Substitute "marker" for every "keypoint" in the entries below and write them out again with nothing else changed. Leave the pictures out of your answer.

** BEGIN Dataset extract **

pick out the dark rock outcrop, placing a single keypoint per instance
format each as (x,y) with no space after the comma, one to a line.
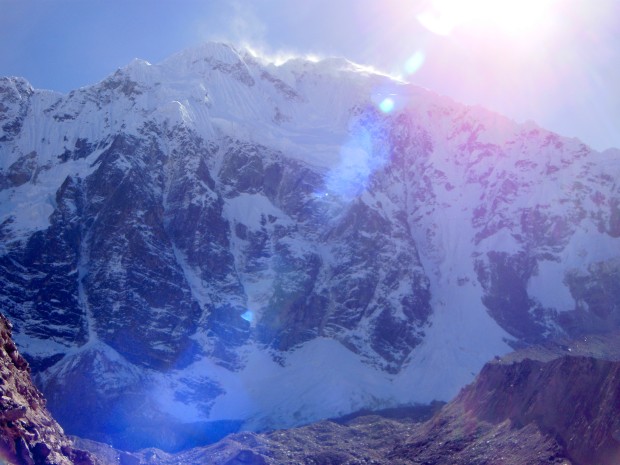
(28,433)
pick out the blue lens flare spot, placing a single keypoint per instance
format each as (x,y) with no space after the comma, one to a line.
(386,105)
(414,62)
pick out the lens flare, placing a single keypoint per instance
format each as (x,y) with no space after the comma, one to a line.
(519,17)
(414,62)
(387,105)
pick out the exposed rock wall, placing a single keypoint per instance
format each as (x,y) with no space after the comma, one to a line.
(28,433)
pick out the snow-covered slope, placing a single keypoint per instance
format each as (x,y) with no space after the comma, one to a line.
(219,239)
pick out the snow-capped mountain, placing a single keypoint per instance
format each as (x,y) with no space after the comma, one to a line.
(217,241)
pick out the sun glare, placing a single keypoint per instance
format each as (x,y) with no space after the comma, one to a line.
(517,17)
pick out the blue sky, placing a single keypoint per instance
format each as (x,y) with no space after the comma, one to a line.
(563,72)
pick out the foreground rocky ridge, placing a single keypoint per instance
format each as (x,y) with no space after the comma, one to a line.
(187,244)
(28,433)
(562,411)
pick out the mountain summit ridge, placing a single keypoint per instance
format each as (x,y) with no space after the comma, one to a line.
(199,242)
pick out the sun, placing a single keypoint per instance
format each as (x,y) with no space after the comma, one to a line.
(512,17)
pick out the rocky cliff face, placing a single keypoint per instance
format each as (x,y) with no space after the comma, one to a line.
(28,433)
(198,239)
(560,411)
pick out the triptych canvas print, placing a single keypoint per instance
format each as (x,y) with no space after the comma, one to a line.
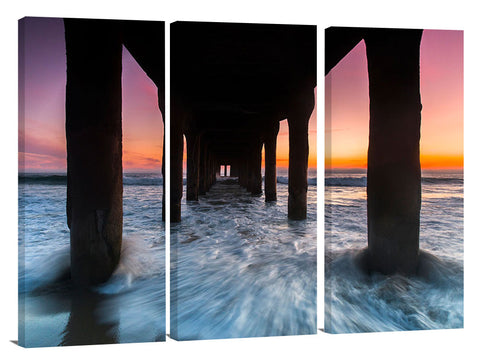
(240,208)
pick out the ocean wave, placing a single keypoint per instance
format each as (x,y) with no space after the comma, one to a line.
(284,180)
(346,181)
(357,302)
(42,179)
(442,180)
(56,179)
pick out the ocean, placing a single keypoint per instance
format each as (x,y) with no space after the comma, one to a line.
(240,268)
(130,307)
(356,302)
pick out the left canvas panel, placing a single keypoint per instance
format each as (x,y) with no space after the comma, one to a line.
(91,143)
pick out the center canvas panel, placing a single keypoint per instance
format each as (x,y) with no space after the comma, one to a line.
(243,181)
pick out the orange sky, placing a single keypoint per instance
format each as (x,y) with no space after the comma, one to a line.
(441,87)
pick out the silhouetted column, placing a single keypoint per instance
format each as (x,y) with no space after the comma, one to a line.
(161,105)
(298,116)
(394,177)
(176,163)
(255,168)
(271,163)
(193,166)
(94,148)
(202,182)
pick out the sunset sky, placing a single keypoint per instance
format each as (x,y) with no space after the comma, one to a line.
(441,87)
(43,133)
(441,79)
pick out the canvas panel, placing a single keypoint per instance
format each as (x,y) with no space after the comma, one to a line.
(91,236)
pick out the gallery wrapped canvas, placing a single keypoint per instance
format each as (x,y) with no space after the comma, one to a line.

** END Dataset extract **

_Response to this task:_
pick out the dark rock outcrop, placing a single marker per instance
format each as (x,y) with no space after the comma, one to a line.
(28,433)
pick out the blue lens flare spot, placing a single marker per instance
format each as (x,y) with no space after the comma, one to a line.
(386,105)
(414,62)
pick out the lens flare, placing a single marker per instance
format each as (x,y) with no space after the comma, one to a line.
(519,17)
(414,62)
(387,105)
pick out the exposed rock wall, placing a single marker per instance
format each as (x,y) with no space after the comma, one to a line.
(28,433)
pick out the snow-covered slope, placing a single marker per instance
format each as (x,y) with no space after the comma, one to a line.
(219,239)
pick out the snow-capped mountain, placing a single marker per instance
format each as (x,y) with no space after the comma, one to a line.
(217,241)
pick out the sun glare, placing a single marker per instance
format each as (x,y) with no space after the comma, one to a line.
(517,17)
pick out the blue sky, placing a single marker per instance
format each as (x,y) with no space after the comma, one to a line.
(563,72)
pick out the foreground rocky ridge, placing a single marker per instance
format each as (x,y) with no space after the comma, one to a line.
(187,244)
(28,433)
(562,411)
pick out the mountain summit ridge, placing a single marker per instance
format each as (x,y) with no space after the comma, one to a line.
(199,242)
pick out the sun, placing a single marker per instance
format each as (x,y) with no space after the comma, one to a line.
(512,17)
pick out the rocky cliff face, placing a single marker per instance
format each as (x,y) with no space after the comma, one to a line.
(28,433)
(198,239)
(560,411)
pick out the triptych canvas print, placing a single marker per instance
format each as (x,y) with no space after the comma, one to a line.
(240,208)
pick out the ocean wave, placing a single marker per instance
format each as (x,y) with no space after the comma, one to a line.
(284,180)
(346,181)
(357,302)
(42,179)
(442,180)
(56,179)
pick out the ocean, placing a single marker per instance
format each as (x,y) with no space after the comma, one to a line.
(240,268)
(130,307)
(356,302)
pick out the left canvas panel, placing a single marker per instance
format each as (x,y) with no space after the comma, one to a line.
(91,143)
pick out the center canvas panel, placing a single marker per instance
format each as (x,y) with no space after the comma, one to a line.
(243,181)
pick out the orange sky, placing a single marker per instance
format each as (x,y) with no space after the comma, one to a line.
(441,87)
pick out the silhouetted column, placing a single marker per instance
format each as (x,y) with no space after the comma, one to a line.
(161,105)
(298,116)
(394,177)
(176,163)
(255,168)
(271,163)
(193,166)
(94,148)
(202,182)
pick out the sunset sky, placing a single marker per instance
format each as (x,y) with no space after the comma, one to a line.
(441,87)
(43,133)
(441,79)
pick out the canvas panel, placing a single marker per instance
format each as (x,y) with no space after the comma, one to a line.
(91,236)
pick out the gallery wrapped canvas, placing a single marker per instance
format each as (x,y) with no space after the comma, one to a line.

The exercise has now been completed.